Document excerpt:

Memory reinforcers (How to spark off a Maths topic ? – Part 2)

We continue our review of possible ways to spark off a Maths topic (it is recommended to read the previous post: How to spark off a Maths topic ? – Part 1: concept processors).

Today, we are talking about the second category of sparks: memory reinforcers.

The idea of memory reinforcers is to spark off a topic with something that engages beyond the intellect in order to reinforce memory. What you choose may not seem logical, but that is beside the point if you reach your goal of memory reinforcing.

As memory champion Josua Foer explains: ‘We remember when we are able to take a piece of information and experience it. We remember when we pay attention. We remember when we are engaged’.

Material provided:
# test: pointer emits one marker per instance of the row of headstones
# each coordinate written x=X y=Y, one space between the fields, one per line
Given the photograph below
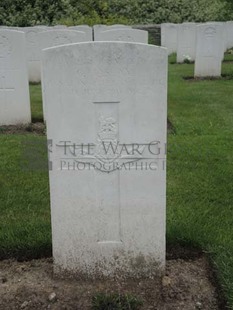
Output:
x=41 y=37
x=21 y=54
x=203 y=44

Tasks:
**a)** Decide whether each statement agrees with the post on memory reinforcers. For each, answer yes or no and quote the words of the post that settle it.
(i) Memory reinforcers are the first category of sparks in the series.
(ii) A spark chosen as a memory reinforcer has to seem logical to serve its purpose.
(iii) Josua Foer is quoted as saying that we remember when we pay attention.
**b)** From the post on memory reinforcers, reproduce the passage starting at "We continue our" and ending at "we are engaged’.".

Solutions:
**a)**
(i) No: "Today, we are talking about the second category of sparks: memory reinforcers."
(ii) No: "What you choose may not seem logical, but that is beside the point if you reach your goal of memory reinforcing."
(iii) Yes: "We remember when we pay attention."

**b)**
We continue our review of possible ways to spark off a Maths topic (it is recommended to read the previous post: How to spark off a Maths topic ? – Part 1: concept processors).

Today, we are talking about the second category of sparks: memory reinforcers.

The idea of memory reinforcers is to spark off a topic with something that engages beyond the intellect in order to reinforce memory. What you choose may not seem logical, but that is beside the point if you reach your goal of memory reinforcing.

As memory champion Josua Foer explains: ‘We remember when we are able to take a piece of information and experience it. We remember when we pay attention. We remember when we are engaged’.